» DO THIS: Count the lines in the records below that contain the string "silver", and reply with that number alone.

» RECORDS FOR THIS TASK:

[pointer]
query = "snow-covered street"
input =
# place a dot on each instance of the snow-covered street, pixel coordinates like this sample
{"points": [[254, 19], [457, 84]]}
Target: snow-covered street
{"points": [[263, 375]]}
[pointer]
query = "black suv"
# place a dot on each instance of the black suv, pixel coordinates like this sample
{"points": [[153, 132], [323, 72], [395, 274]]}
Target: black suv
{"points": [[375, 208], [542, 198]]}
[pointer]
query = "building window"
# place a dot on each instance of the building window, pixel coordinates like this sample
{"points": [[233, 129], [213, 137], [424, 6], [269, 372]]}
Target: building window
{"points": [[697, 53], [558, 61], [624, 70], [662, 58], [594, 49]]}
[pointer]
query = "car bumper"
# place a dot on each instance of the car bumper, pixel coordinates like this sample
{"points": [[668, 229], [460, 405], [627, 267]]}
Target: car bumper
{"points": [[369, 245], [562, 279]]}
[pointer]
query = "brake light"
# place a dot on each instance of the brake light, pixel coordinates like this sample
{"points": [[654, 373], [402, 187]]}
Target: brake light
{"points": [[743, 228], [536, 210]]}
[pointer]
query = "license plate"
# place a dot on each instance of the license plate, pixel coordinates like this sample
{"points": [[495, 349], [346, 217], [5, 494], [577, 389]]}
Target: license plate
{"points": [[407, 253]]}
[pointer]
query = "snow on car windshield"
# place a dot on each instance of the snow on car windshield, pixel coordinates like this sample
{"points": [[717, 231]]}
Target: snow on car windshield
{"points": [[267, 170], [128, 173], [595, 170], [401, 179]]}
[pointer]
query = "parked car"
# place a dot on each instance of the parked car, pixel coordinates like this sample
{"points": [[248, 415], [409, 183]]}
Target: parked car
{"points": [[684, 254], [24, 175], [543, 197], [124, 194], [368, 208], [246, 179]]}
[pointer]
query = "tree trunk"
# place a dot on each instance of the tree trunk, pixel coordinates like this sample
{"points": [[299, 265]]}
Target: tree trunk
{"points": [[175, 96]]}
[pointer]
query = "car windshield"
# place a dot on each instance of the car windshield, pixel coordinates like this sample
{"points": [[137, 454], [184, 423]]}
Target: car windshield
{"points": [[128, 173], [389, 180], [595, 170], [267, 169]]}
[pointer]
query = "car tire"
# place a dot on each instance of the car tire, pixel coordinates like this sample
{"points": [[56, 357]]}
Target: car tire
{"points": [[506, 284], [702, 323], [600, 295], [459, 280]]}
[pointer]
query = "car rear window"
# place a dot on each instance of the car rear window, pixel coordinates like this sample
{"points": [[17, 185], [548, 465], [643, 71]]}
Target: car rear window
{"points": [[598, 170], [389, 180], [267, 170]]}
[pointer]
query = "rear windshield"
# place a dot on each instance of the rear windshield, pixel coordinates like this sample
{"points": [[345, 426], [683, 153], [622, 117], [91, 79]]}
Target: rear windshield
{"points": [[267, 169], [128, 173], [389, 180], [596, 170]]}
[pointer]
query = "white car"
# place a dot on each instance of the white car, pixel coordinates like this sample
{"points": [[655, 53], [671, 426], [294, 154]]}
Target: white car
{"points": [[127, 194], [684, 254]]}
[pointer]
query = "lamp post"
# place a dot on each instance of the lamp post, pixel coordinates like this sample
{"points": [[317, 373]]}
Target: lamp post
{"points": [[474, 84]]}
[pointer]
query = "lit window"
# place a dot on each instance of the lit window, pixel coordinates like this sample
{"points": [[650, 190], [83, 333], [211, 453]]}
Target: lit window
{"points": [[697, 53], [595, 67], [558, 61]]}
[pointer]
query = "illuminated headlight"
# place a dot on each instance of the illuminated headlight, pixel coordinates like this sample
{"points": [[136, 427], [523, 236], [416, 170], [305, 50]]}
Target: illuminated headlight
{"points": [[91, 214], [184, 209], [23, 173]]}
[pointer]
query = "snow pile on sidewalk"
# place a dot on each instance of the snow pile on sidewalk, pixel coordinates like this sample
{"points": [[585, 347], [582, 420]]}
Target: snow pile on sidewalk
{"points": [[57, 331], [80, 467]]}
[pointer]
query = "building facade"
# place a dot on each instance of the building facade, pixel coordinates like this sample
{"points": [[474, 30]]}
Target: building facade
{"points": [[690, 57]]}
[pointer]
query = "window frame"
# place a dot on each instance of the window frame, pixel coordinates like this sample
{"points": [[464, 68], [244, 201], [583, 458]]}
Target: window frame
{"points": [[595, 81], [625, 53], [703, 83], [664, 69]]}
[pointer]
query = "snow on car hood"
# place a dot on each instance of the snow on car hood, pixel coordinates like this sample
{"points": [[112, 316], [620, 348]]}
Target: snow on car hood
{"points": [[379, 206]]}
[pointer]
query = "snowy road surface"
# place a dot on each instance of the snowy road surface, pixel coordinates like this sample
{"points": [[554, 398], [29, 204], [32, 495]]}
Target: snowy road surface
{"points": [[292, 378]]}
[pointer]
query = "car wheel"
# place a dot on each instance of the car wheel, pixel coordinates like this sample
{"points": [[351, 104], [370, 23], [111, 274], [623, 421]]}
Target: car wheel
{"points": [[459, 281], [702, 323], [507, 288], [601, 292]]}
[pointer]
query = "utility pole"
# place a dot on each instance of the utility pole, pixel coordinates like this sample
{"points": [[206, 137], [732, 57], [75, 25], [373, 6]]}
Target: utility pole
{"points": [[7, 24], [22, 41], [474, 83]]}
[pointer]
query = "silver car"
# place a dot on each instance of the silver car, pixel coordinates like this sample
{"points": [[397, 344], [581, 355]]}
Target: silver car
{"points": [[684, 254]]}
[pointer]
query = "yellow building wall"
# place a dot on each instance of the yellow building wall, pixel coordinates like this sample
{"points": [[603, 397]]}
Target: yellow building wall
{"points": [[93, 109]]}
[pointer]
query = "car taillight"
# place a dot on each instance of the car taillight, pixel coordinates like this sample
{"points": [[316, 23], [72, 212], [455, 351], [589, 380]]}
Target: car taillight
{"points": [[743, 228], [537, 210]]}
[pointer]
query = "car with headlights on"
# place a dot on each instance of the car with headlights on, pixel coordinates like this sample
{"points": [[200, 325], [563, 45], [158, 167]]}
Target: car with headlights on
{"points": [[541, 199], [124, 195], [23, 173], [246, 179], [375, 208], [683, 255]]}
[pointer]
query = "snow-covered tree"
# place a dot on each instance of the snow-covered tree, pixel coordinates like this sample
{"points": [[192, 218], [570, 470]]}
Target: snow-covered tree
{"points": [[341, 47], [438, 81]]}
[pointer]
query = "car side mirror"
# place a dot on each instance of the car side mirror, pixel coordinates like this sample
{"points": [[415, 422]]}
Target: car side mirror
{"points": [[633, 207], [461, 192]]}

» SOLUTION TO THIS TASK: 3